## WORK TASK
Take the data below and repeat it exactly.

## DATA UNDER STUDY
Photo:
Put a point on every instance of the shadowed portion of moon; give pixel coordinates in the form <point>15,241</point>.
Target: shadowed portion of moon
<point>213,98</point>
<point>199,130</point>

## ANSWER TO THIS EXERCISE
Photo:
Put a point on every instance of the shadowed portion of moon; give pixel coordinates in the form <point>15,241</point>.
Target: shadowed portion of moon
<point>213,98</point>
<point>199,130</point>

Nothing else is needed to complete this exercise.